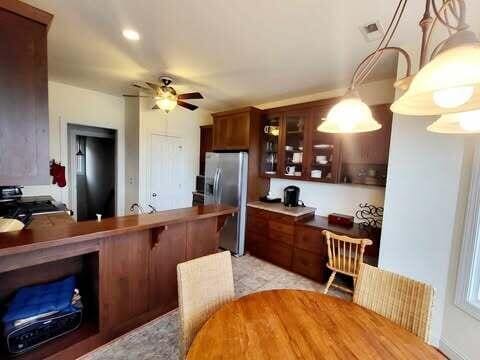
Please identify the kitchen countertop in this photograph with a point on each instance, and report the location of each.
(282, 209)
(45, 237)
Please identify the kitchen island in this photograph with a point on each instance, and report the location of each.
(125, 268)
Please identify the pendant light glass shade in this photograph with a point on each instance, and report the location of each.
(350, 115)
(460, 123)
(450, 83)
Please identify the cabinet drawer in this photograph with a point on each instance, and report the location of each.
(258, 249)
(259, 213)
(274, 235)
(309, 264)
(257, 225)
(279, 254)
(311, 240)
(253, 237)
(284, 228)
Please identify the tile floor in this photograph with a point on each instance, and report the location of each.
(158, 339)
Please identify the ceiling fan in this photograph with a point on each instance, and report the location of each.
(165, 96)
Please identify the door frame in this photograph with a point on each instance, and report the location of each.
(148, 162)
(74, 130)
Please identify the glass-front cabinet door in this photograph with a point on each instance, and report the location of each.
(270, 144)
(324, 159)
(294, 130)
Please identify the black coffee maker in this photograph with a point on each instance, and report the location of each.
(291, 195)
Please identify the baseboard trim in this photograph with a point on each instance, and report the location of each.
(450, 351)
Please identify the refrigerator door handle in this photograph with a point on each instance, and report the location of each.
(215, 185)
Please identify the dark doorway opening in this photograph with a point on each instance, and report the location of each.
(95, 181)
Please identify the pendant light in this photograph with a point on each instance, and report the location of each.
(447, 84)
(459, 123)
(79, 152)
(450, 83)
(350, 115)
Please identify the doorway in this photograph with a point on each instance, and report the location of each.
(93, 171)
(166, 172)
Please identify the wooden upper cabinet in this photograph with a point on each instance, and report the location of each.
(293, 135)
(231, 131)
(300, 151)
(24, 151)
(324, 150)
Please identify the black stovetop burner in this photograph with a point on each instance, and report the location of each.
(23, 208)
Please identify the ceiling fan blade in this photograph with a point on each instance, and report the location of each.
(153, 86)
(187, 105)
(141, 87)
(195, 95)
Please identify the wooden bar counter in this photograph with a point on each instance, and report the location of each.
(125, 268)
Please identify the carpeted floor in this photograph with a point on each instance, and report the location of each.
(158, 339)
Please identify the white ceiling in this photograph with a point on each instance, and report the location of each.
(236, 52)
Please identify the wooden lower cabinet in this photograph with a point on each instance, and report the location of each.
(139, 270)
(200, 241)
(278, 253)
(168, 251)
(124, 283)
(273, 237)
(309, 264)
(282, 241)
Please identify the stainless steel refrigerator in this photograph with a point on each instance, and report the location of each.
(226, 177)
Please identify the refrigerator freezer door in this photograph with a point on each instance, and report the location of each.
(211, 177)
(226, 183)
(232, 188)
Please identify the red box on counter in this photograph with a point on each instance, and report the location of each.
(340, 219)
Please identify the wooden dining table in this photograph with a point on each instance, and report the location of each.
(297, 324)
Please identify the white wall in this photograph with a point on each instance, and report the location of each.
(73, 105)
(182, 123)
(340, 198)
(420, 204)
(132, 154)
(454, 343)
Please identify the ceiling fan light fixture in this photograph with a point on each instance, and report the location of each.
(459, 123)
(166, 102)
(450, 83)
(349, 115)
(130, 34)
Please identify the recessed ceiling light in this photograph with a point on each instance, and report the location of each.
(131, 34)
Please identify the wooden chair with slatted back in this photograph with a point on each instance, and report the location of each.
(345, 254)
(404, 301)
(204, 285)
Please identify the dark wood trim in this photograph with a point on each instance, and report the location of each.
(296, 107)
(27, 11)
(236, 111)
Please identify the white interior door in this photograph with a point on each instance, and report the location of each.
(166, 172)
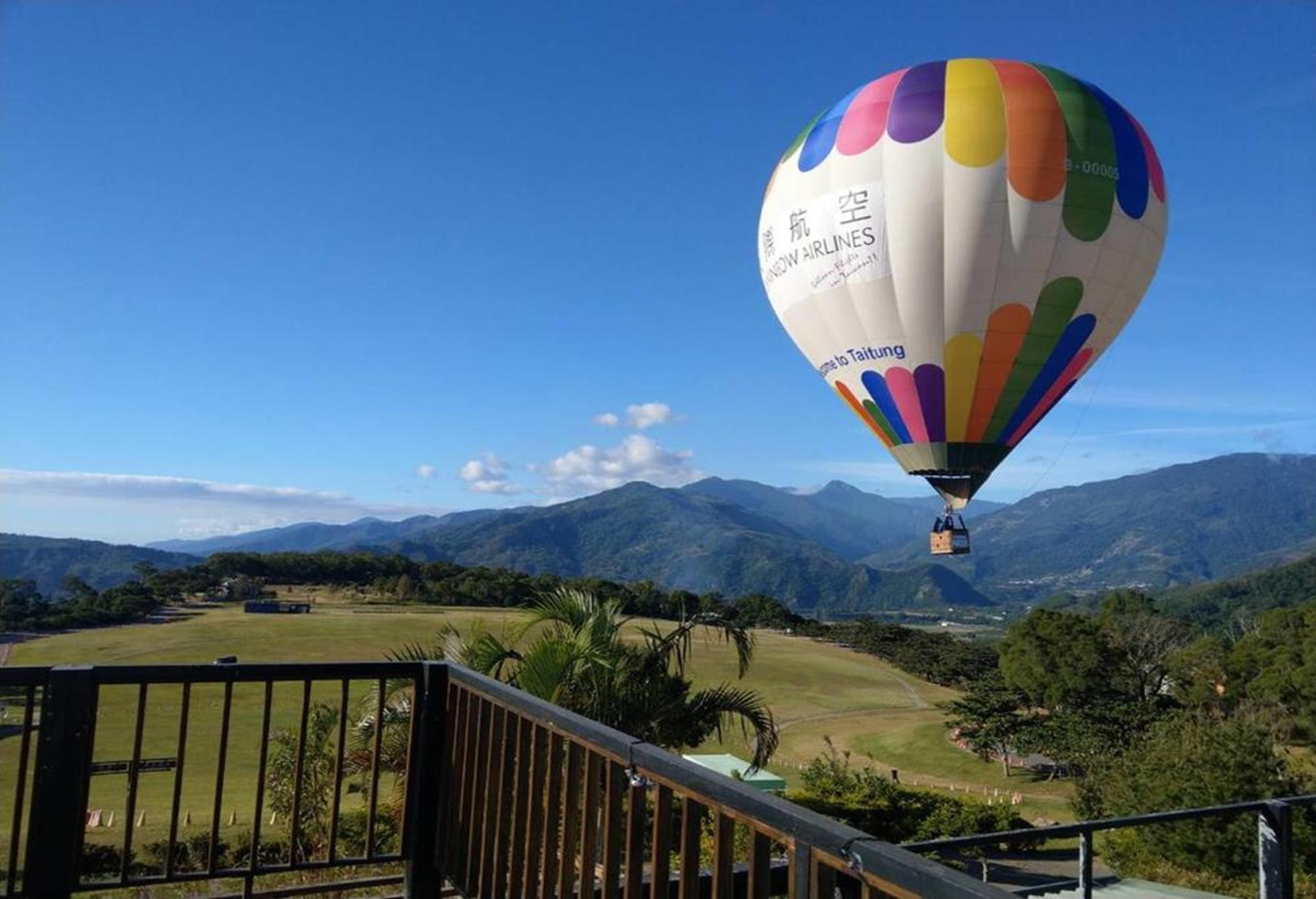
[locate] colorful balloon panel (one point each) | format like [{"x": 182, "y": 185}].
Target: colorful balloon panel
[{"x": 953, "y": 245}]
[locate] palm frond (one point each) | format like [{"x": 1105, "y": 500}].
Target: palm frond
[
  {"x": 725, "y": 704},
  {"x": 674, "y": 645}
]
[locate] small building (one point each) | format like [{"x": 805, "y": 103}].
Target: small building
[
  {"x": 273, "y": 606},
  {"x": 740, "y": 770}
]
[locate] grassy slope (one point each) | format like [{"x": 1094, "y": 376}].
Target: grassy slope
[{"x": 815, "y": 690}]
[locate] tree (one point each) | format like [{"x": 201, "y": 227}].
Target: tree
[
  {"x": 317, "y": 778},
  {"x": 988, "y": 717},
  {"x": 572, "y": 652},
  {"x": 1276, "y": 666},
  {"x": 1056, "y": 660},
  {"x": 1184, "y": 761},
  {"x": 1143, "y": 641},
  {"x": 145, "y": 570}
]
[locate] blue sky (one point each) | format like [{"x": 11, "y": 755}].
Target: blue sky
[{"x": 269, "y": 262}]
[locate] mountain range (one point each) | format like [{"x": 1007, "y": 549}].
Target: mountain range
[
  {"x": 844, "y": 549},
  {"x": 1175, "y": 526},
  {"x": 50, "y": 560}
]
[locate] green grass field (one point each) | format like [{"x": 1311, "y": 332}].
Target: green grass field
[{"x": 815, "y": 690}]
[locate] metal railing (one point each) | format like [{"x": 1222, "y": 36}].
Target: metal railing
[
  {"x": 1274, "y": 841},
  {"x": 56, "y": 849},
  {"x": 499, "y": 794}
]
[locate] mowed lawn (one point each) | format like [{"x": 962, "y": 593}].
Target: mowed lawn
[{"x": 886, "y": 717}]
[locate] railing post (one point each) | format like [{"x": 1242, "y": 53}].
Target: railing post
[
  {"x": 802, "y": 872},
  {"x": 423, "y": 864},
  {"x": 1085, "y": 864},
  {"x": 1276, "y": 850},
  {"x": 60, "y": 786}
]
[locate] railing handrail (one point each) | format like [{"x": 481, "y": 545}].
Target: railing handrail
[
  {"x": 1078, "y": 828},
  {"x": 215, "y": 672},
  {"x": 855, "y": 848}
]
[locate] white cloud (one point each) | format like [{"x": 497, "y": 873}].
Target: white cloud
[
  {"x": 646, "y": 415},
  {"x": 487, "y": 476},
  {"x": 589, "y": 469},
  {"x": 193, "y": 506}
]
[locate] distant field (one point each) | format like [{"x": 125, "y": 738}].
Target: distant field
[{"x": 815, "y": 690}]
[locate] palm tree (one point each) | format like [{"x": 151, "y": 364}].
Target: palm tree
[{"x": 573, "y": 652}]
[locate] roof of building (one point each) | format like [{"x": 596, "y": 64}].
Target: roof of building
[{"x": 733, "y": 766}]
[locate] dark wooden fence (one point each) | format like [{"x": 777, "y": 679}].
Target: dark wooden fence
[
  {"x": 1274, "y": 841},
  {"x": 496, "y": 794}
]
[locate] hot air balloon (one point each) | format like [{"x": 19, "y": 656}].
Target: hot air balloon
[{"x": 953, "y": 247}]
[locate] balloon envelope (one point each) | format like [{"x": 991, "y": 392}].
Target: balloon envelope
[{"x": 953, "y": 245}]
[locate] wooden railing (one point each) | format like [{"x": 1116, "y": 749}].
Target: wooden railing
[
  {"x": 502, "y": 794},
  {"x": 546, "y": 803}
]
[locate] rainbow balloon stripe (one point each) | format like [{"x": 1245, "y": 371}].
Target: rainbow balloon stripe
[
  {"x": 1065, "y": 134},
  {"x": 991, "y": 391}
]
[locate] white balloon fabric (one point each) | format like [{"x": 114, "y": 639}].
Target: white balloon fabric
[{"x": 953, "y": 247}]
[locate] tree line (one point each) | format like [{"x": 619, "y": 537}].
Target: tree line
[{"x": 1148, "y": 713}]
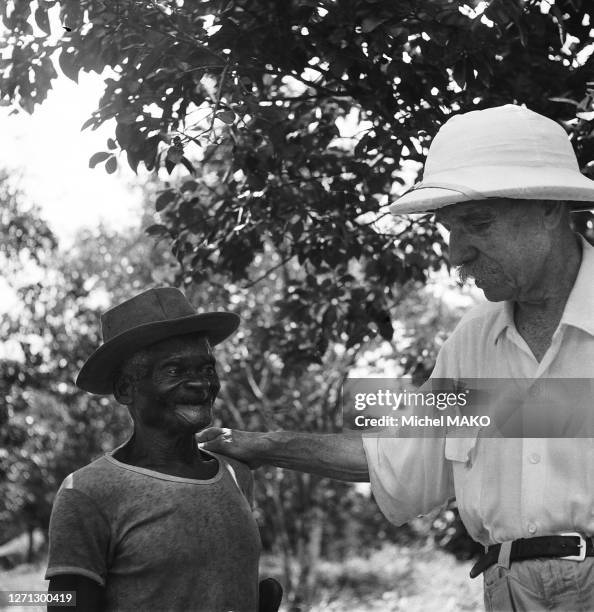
************
■ **WHAT YOU ARE ASKED TO DO**:
Repeat the listing in full and exactly. Leave any pictures out.

■ **REPLY TO THE EXERCISE**:
Please identify the kitchen countertop in this photograph with a point on each instance, and report the location of each.
(282, 209)
(45, 237)
Please identify the kitchen island in this photograph with a point on each instance, and report the location of each.
(125, 268)
Please identify the pendant light glass shade in this photograph with a point on each instance, and report the location of each.
(350, 115)
(460, 123)
(450, 83)
Please identify the cabinet drawer in this photograph with a point on each instance, and report the location of each.
(258, 249)
(259, 213)
(274, 235)
(309, 264)
(257, 225)
(279, 254)
(311, 240)
(253, 237)
(284, 228)
Please identify the tile floor in this photograph with a point on each instance, and report the location of each.
(158, 339)
Please identify the ceiling fan in this photograph with a point on each instance, and report the location of each.
(165, 96)
Please identify the door frame in this photograph with a point on each instance, and report the location of each.
(148, 162)
(74, 130)
Please identify the glass-front cabinet door in this photograph with a point on each instance, and report the location of each.
(270, 144)
(324, 159)
(294, 130)
Please identify the black coffee maker in this photograph with a point on each instance, and report the location of each.
(291, 195)
Please identify the baseboard trim in this photograph with a point on each instance, and report the location of each.
(450, 351)
Please identify the refrigerator door handle in this photograph with a point on each instance, and report the location of each.
(215, 185)
Please identify the dark doorway opening in this photograph with a point on each instance, and report the location of each.
(95, 181)
Please identify the pendant light in this photograph with a point on each instance, and report the location of each.
(447, 84)
(459, 123)
(79, 152)
(450, 83)
(350, 115)
Please identify the doorway in this photograph with a point on each instance, and report the location of each.
(93, 171)
(166, 172)
Please identify the wooden upper cabinet in this photograph with a point on each instance, and report the location of each.
(293, 135)
(231, 131)
(300, 151)
(24, 151)
(324, 150)
Please identify the black stovetop burner in this photograph with a point on each instance, and report the location of each.
(23, 208)
Please identify the ceiling fan blade in this photograph with a point on each instance, and report the location of each.
(153, 86)
(187, 105)
(141, 87)
(195, 95)
Please identify the wooden bar counter in this photograph with a point on each instance, and report the location of each.
(125, 268)
Please identify the carpeted floor in this photograph with a point on each instance, and report the location of each.
(158, 339)
Please identify the white ceiling in this photograph with a point on each instance, and report the location of each.
(236, 52)
Please identify the wooden lower cabinet in this photograph with a point on each instance, and report the location of each.
(139, 270)
(200, 241)
(278, 253)
(168, 251)
(124, 283)
(273, 237)
(309, 264)
(282, 241)
Please identify the stainless steel refrigerator in this photograph with a point on each instance, and report the location of each.
(226, 177)
Please identify the refrigerator freezer door in this photograph with a point on each instance, and report the location of each.
(211, 177)
(226, 183)
(232, 188)
Please identify the red box on counter in this photograph with a point on each instance, and report the location of each.
(340, 219)
Please identify the wooden dining table in this photograph with a point on each instance, and report the location of each.
(297, 324)
Please identify the white wall in this photograph with a point on each instance, and report the location of each.
(73, 105)
(182, 123)
(340, 198)
(420, 204)
(132, 154)
(454, 343)
Please identify the ceiling fan light fixture in this photograph with a point on each instance, and report the location of each.
(459, 123)
(166, 102)
(450, 83)
(349, 115)
(130, 34)
Please identify the recessed ceiling light in this photograph with a point on each instance, and report the location of each.
(131, 34)
Please identify the wooden chair with slatted back in this photograph with a point on each instance, and report the location of each.
(345, 254)
(404, 301)
(204, 285)
Please identify the dark wood trim in this photograph with a point on each instance, and report the location of each.
(296, 107)
(27, 11)
(236, 111)
Please identify the white interior door in this photograph with a point on each instance, and report the location of each.
(166, 172)
[locate] colorful balloon panel (one point each) | format like [{"x": 182, "y": 185}].
Target: colorful balloon panel
[{"x": 953, "y": 245}]
[locate] palm frond (one point each) | format like [{"x": 1105, "y": 500}].
Target: palm frond
[
  {"x": 725, "y": 704},
  {"x": 674, "y": 645}
]
[locate] small building (one point each) | format like [{"x": 805, "y": 103}].
Target: small building
[
  {"x": 273, "y": 606},
  {"x": 740, "y": 770}
]
[locate] grassy slope (one point each) | format like [{"x": 1094, "y": 376}].
Target: grassy slope
[{"x": 815, "y": 690}]
[locate] tree (one point each) | format like [{"x": 201, "y": 227}].
Target: tree
[
  {"x": 317, "y": 778},
  {"x": 988, "y": 717},
  {"x": 572, "y": 652},
  {"x": 1276, "y": 666},
  {"x": 1056, "y": 660},
  {"x": 1184, "y": 761},
  {"x": 1143, "y": 641},
  {"x": 145, "y": 570}
]
[locate] blue sky (one point each) | format like [{"x": 11, "y": 755}].
Target: blue sky
[{"x": 269, "y": 262}]
[locate] mountain range (one point each) | format like [{"x": 1007, "y": 549}].
Target: mountain range
[
  {"x": 844, "y": 549},
  {"x": 1175, "y": 526},
  {"x": 50, "y": 560}
]
[locate] green grass field (one point each) | format like [{"x": 1311, "y": 332}].
Target: green grass field
[{"x": 815, "y": 690}]
[locate] metal railing (one point each) | format like [{"x": 1222, "y": 36}].
Target: metal railing
[
  {"x": 1274, "y": 841},
  {"x": 56, "y": 849},
  {"x": 499, "y": 794}
]
[locate] mowed lawn (one point each) | format like [{"x": 962, "y": 593}].
Target: mowed lawn
[{"x": 886, "y": 717}]
[locate] railing post (one point each) | format like [{"x": 1242, "y": 53}].
Target: railing post
[
  {"x": 802, "y": 872},
  {"x": 423, "y": 864},
  {"x": 1085, "y": 864},
  {"x": 1276, "y": 850},
  {"x": 60, "y": 786}
]
[locate] railing handrail (one point each) | format like [{"x": 481, "y": 545}].
Target: railing handrail
[
  {"x": 1078, "y": 828},
  {"x": 215, "y": 672},
  {"x": 855, "y": 848}
]
[locate] white cloud (one point each) | format like [{"x": 497, "y": 873}].
Target: white cloud
[
  {"x": 646, "y": 415},
  {"x": 487, "y": 476},
  {"x": 589, "y": 469},
  {"x": 193, "y": 506}
]
[locate] distant field (one point each) | format like [{"x": 125, "y": 738}].
Target: distant field
[{"x": 815, "y": 690}]
[locate] palm tree (one point each) | format like [{"x": 151, "y": 364}].
Target: palm tree
[{"x": 573, "y": 652}]
[locate] roof of building (one point each) | format like [{"x": 596, "y": 64}].
Target: roof of building
[{"x": 733, "y": 766}]
[locate] dark wooden fence (one point each) | format like [{"x": 777, "y": 679}].
Target: dark wooden fence
[
  {"x": 1274, "y": 841},
  {"x": 496, "y": 794}
]
[locate] hot air balloon (one point each) | format like [{"x": 19, "y": 656}].
Target: hot air balloon
[{"x": 953, "y": 247}]
[locate] balloon envelope (one point each) | format like [{"x": 991, "y": 392}].
Target: balloon envelope
[{"x": 953, "y": 245}]
[locate] wooden railing (one point each) | format like [{"x": 1116, "y": 749}].
Target: wooden railing
[
  {"x": 502, "y": 794},
  {"x": 546, "y": 803}
]
[locate] rainbow balloon stripe (one point each) | format like [{"x": 1245, "y": 371}].
Target: rainbow balloon stripe
[
  {"x": 1065, "y": 134},
  {"x": 991, "y": 391}
]
[locate] white balloon fabric (one point each) | format like [{"x": 114, "y": 639}].
Target: white balloon fabric
[{"x": 953, "y": 247}]
[locate] tree line (one point each) | format like [{"x": 619, "y": 537}].
Target: tree line
[{"x": 1148, "y": 713}]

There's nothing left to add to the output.